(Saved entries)

---------------

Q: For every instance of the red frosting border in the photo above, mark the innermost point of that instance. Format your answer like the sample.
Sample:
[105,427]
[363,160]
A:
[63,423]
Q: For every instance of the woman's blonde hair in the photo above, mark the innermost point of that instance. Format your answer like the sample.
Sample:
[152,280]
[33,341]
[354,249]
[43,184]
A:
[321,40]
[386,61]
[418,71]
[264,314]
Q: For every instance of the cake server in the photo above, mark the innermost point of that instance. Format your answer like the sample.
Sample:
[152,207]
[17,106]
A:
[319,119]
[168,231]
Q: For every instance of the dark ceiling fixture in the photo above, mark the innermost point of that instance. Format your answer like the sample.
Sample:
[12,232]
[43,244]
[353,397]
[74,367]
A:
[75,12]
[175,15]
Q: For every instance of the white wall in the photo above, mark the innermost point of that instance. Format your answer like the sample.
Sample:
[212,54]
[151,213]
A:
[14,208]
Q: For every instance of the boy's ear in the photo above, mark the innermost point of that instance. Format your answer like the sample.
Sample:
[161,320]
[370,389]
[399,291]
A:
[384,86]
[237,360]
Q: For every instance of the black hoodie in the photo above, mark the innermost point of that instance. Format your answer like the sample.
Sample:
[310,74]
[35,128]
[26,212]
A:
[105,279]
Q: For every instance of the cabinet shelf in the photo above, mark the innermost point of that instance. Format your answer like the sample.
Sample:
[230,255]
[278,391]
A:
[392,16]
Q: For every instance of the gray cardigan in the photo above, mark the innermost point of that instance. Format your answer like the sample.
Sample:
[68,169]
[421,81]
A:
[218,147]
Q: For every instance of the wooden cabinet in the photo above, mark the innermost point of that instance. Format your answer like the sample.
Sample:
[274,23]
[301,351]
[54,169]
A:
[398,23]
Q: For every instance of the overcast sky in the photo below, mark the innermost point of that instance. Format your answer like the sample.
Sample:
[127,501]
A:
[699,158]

---------------

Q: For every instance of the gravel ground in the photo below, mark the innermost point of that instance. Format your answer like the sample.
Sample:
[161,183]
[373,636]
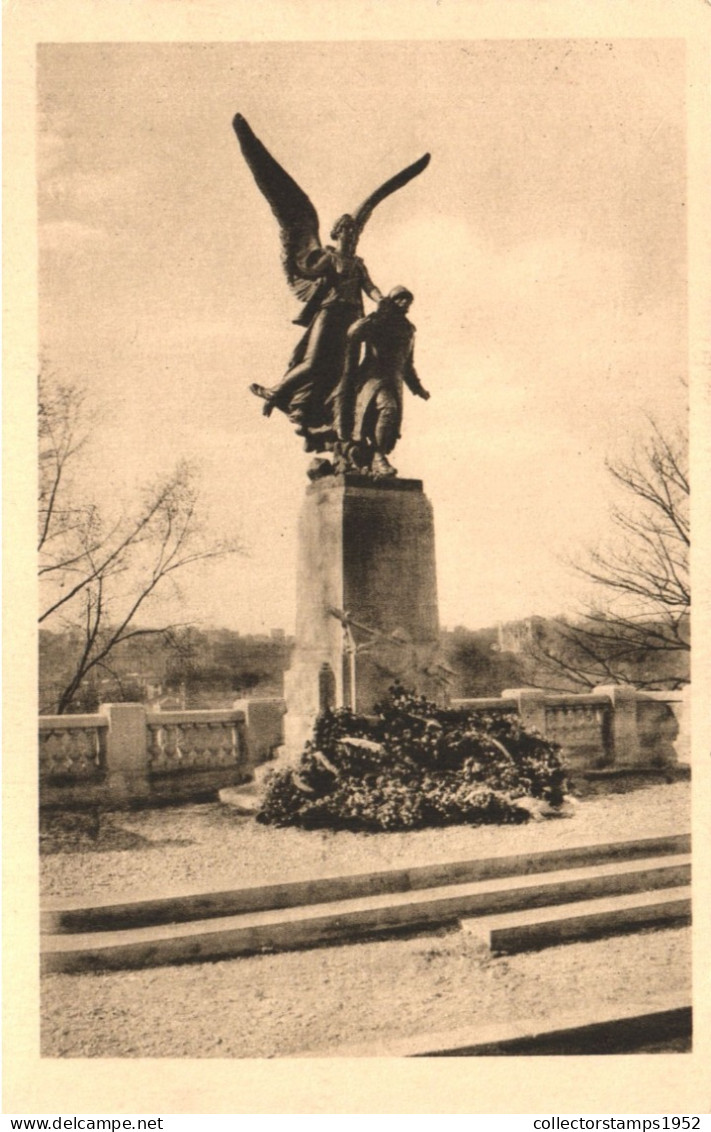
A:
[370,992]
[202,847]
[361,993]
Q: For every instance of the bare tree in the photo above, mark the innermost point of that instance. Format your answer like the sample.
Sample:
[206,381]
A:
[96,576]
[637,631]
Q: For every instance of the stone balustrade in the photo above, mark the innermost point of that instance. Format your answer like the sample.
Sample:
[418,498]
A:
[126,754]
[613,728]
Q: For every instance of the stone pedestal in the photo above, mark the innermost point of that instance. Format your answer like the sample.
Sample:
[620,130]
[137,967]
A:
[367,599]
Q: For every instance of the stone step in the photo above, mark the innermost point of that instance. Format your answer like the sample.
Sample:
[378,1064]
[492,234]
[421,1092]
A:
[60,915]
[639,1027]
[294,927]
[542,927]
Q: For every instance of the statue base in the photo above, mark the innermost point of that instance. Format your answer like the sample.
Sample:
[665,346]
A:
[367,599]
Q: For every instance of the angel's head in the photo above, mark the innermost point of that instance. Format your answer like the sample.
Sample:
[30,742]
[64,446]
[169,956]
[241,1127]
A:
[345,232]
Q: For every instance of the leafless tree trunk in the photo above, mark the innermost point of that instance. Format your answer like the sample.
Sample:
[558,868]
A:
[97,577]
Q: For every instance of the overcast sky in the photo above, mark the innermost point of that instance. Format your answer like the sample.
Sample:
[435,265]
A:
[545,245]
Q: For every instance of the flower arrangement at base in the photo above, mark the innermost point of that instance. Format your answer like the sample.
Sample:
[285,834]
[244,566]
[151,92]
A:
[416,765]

---------------

WHAT YOU NEED TO DO
From the entries above, copy each line holding "cabinet".

FINISHED EXERCISE
Q: For every instance of the cabinet shelf in the photo above, mark the innermost point of that instance. Format your answer like the sample.
Q: For every instance of the wooden cabinet in the photo above, mark the innermost point of that instance. Format your answer like the sample.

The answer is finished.